(Dataset records)
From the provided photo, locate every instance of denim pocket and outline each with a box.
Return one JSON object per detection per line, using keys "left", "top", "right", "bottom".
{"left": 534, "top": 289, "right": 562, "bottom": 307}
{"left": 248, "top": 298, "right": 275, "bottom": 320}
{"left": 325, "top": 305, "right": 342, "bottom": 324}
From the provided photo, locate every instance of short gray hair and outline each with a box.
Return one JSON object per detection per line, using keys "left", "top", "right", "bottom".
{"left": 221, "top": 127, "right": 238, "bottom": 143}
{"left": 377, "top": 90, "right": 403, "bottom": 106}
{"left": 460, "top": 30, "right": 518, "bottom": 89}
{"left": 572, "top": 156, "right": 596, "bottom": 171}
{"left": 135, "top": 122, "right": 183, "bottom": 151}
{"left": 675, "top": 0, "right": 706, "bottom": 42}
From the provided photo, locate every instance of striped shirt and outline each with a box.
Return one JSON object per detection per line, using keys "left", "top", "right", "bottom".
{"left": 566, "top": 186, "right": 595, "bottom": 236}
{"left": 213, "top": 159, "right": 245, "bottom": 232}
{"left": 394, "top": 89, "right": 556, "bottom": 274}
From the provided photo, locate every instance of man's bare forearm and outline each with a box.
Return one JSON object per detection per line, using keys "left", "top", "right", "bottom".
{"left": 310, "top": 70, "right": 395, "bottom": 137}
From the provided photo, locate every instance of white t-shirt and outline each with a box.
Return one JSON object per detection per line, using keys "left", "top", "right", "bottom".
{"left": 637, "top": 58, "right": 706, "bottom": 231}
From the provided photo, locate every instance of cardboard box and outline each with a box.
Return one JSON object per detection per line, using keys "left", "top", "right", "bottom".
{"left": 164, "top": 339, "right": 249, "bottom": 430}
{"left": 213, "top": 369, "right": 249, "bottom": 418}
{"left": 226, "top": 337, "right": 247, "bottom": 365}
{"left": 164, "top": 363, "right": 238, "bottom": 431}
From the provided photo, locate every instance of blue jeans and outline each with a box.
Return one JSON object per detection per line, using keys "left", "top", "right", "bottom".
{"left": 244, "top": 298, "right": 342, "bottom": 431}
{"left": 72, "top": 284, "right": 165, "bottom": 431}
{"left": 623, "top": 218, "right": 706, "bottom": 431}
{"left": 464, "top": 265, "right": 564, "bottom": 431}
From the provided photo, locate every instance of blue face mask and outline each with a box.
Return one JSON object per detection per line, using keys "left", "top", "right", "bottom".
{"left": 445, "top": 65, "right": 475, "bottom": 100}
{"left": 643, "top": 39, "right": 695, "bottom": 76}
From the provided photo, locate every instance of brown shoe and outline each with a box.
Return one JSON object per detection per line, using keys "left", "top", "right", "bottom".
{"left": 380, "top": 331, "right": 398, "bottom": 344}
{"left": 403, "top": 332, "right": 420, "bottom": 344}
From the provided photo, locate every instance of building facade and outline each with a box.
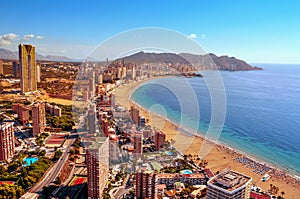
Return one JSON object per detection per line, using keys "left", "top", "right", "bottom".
{"left": 0, "top": 122, "right": 15, "bottom": 161}
{"left": 32, "top": 102, "right": 45, "bottom": 136}
{"left": 87, "top": 137, "right": 109, "bottom": 199}
{"left": 207, "top": 170, "right": 252, "bottom": 199}
{"left": 135, "top": 171, "right": 158, "bottom": 199}
{"left": 19, "top": 44, "right": 37, "bottom": 94}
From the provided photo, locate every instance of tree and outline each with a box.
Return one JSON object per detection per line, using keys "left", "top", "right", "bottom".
{"left": 281, "top": 191, "right": 285, "bottom": 198}
{"left": 70, "top": 149, "right": 75, "bottom": 155}
{"left": 0, "top": 165, "right": 6, "bottom": 176}
{"left": 39, "top": 150, "right": 46, "bottom": 156}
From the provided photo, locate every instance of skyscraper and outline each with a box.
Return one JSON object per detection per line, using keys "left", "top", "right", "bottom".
{"left": 19, "top": 44, "right": 37, "bottom": 94}
{"left": 87, "top": 137, "right": 109, "bottom": 199}
{"left": 135, "top": 170, "right": 158, "bottom": 199}
{"left": 133, "top": 132, "right": 143, "bottom": 158}
{"left": 0, "top": 122, "right": 15, "bottom": 161}
{"left": 36, "top": 64, "right": 41, "bottom": 82}
{"left": 0, "top": 60, "right": 3, "bottom": 75}
{"left": 32, "top": 102, "right": 45, "bottom": 136}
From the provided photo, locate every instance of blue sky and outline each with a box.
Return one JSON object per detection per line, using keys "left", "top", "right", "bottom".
{"left": 0, "top": 0, "right": 299, "bottom": 63}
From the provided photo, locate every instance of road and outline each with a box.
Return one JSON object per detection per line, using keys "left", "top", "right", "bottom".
{"left": 30, "top": 138, "right": 75, "bottom": 193}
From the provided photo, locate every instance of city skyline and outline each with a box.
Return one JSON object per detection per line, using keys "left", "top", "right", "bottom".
{"left": 0, "top": 0, "right": 300, "bottom": 63}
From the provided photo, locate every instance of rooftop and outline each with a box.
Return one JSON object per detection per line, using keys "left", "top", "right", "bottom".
{"left": 88, "top": 137, "right": 108, "bottom": 149}
{"left": 208, "top": 170, "right": 251, "bottom": 192}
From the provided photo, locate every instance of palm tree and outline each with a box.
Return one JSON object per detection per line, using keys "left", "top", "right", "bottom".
{"left": 281, "top": 191, "right": 285, "bottom": 198}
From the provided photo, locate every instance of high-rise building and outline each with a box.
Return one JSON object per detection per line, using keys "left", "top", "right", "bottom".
{"left": 88, "top": 104, "right": 96, "bottom": 135}
{"left": 133, "top": 132, "right": 143, "bottom": 158}
{"left": 130, "top": 106, "right": 140, "bottom": 125}
{"left": 132, "top": 65, "right": 136, "bottom": 80}
{"left": 109, "top": 134, "right": 119, "bottom": 163}
{"left": 207, "top": 170, "right": 252, "bottom": 199}
{"left": 0, "top": 60, "right": 3, "bottom": 75}
{"left": 13, "top": 61, "right": 20, "bottom": 78}
{"left": 87, "top": 137, "right": 109, "bottom": 199}
{"left": 36, "top": 64, "right": 41, "bottom": 82}
{"left": 0, "top": 122, "right": 15, "bottom": 161}
{"left": 135, "top": 170, "right": 158, "bottom": 199}
{"left": 154, "top": 131, "right": 166, "bottom": 150}
{"left": 12, "top": 104, "right": 29, "bottom": 124}
{"left": 32, "top": 102, "right": 45, "bottom": 136}
{"left": 19, "top": 44, "right": 37, "bottom": 94}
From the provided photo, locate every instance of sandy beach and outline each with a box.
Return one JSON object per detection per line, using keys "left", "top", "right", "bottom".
{"left": 114, "top": 78, "right": 300, "bottom": 198}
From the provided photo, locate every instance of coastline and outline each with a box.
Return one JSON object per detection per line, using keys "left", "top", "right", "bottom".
{"left": 113, "top": 77, "right": 300, "bottom": 198}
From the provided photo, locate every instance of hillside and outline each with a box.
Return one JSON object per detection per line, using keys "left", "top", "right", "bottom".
{"left": 0, "top": 48, "right": 72, "bottom": 61}
{"left": 114, "top": 51, "right": 262, "bottom": 71}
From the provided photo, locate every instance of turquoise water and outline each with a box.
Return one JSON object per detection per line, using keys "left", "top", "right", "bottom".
{"left": 131, "top": 64, "right": 300, "bottom": 175}
{"left": 166, "top": 151, "right": 174, "bottom": 156}
{"left": 23, "top": 157, "right": 39, "bottom": 167}
{"left": 182, "top": 170, "right": 193, "bottom": 174}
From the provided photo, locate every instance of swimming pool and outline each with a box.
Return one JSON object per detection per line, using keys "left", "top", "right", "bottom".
{"left": 23, "top": 157, "right": 39, "bottom": 167}
{"left": 181, "top": 169, "right": 193, "bottom": 174}
{"left": 166, "top": 151, "right": 173, "bottom": 156}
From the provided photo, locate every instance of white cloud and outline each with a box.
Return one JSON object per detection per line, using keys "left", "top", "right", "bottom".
{"left": 187, "top": 33, "right": 197, "bottom": 40}
{"left": 36, "top": 35, "right": 44, "bottom": 39}
{"left": 23, "top": 34, "right": 35, "bottom": 41}
{"left": 201, "top": 33, "right": 206, "bottom": 39}
{"left": 0, "top": 33, "right": 19, "bottom": 46}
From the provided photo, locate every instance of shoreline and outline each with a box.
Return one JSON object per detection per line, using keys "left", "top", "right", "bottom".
{"left": 114, "top": 77, "right": 300, "bottom": 198}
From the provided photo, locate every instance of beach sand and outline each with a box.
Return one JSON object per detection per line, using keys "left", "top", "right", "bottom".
{"left": 114, "top": 78, "right": 300, "bottom": 198}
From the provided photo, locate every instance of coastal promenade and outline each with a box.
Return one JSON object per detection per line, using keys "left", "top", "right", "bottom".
{"left": 113, "top": 77, "right": 300, "bottom": 198}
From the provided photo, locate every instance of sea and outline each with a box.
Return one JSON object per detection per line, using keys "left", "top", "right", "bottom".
{"left": 130, "top": 64, "right": 300, "bottom": 176}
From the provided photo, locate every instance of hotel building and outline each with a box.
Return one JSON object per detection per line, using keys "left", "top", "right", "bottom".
{"left": 0, "top": 122, "right": 15, "bottom": 161}
{"left": 135, "top": 170, "right": 158, "bottom": 199}
{"left": 207, "top": 170, "right": 252, "bottom": 199}
{"left": 19, "top": 44, "right": 37, "bottom": 94}
{"left": 32, "top": 102, "right": 45, "bottom": 136}
{"left": 87, "top": 137, "right": 109, "bottom": 199}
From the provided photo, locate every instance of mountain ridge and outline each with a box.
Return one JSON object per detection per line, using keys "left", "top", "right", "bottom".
{"left": 114, "top": 51, "right": 262, "bottom": 71}
{"left": 0, "top": 48, "right": 72, "bottom": 61}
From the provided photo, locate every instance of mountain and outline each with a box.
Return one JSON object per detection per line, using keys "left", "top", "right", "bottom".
{"left": 0, "top": 48, "right": 17, "bottom": 60}
{"left": 0, "top": 48, "right": 72, "bottom": 61}
{"left": 179, "top": 53, "right": 262, "bottom": 71}
{"left": 114, "top": 51, "right": 262, "bottom": 71}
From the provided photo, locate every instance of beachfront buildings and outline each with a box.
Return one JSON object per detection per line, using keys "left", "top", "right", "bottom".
{"left": 19, "top": 44, "right": 37, "bottom": 94}
{"left": 32, "top": 102, "right": 45, "bottom": 136}
{"left": 206, "top": 170, "right": 252, "bottom": 199}
{"left": 130, "top": 106, "right": 140, "bottom": 125}
{"left": 135, "top": 170, "right": 158, "bottom": 199}
{"left": 154, "top": 131, "right": 166, "bottom": 150}
{"left": 0, "top": 122, "right": 15, "bottom": 161}
{"left": 87, "top": 137, "right": 109, "bottom": 198}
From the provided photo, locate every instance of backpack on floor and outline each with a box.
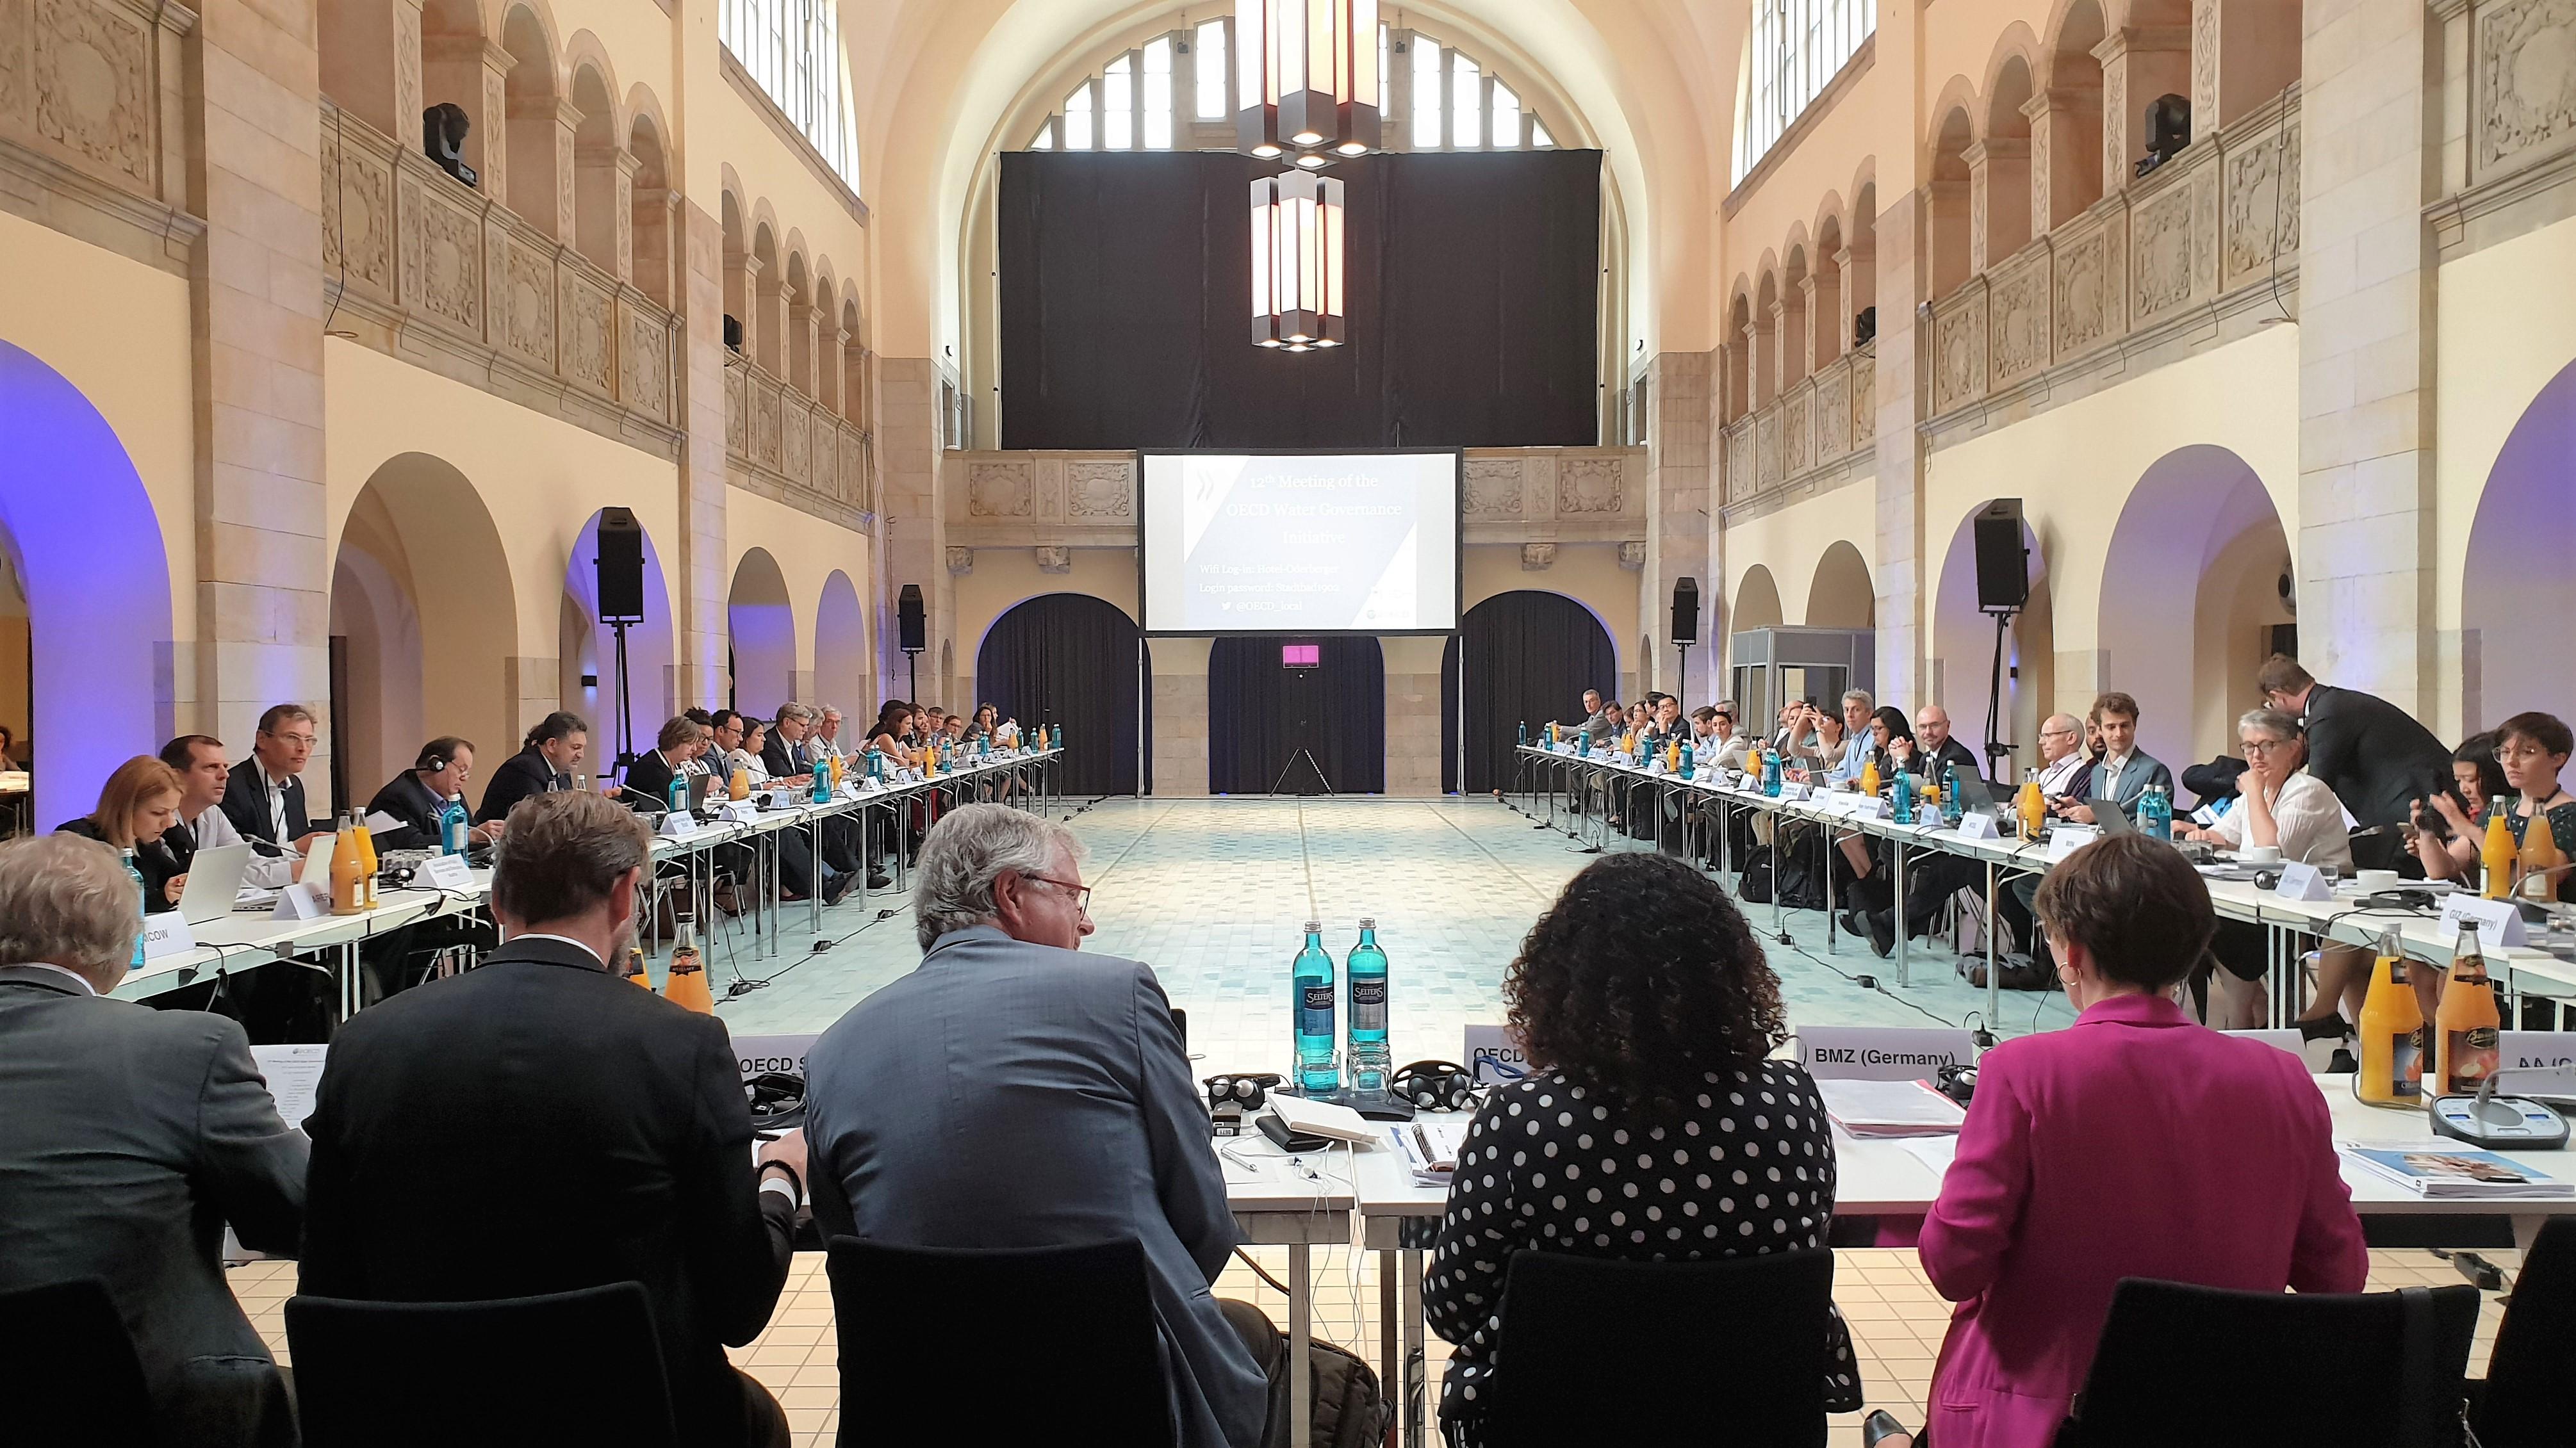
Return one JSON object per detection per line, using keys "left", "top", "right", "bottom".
{"left": 1259, "top": 1335, "right": 1393, "bottom": 1448}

(Problem description)
Above are some records; copy each line there that contains "white".

(Answer space)
From the provided photo, locate every instance of white t-shirt and outline each with a box.
From the provided photo, locate every instance of white cloud and outline each with a box.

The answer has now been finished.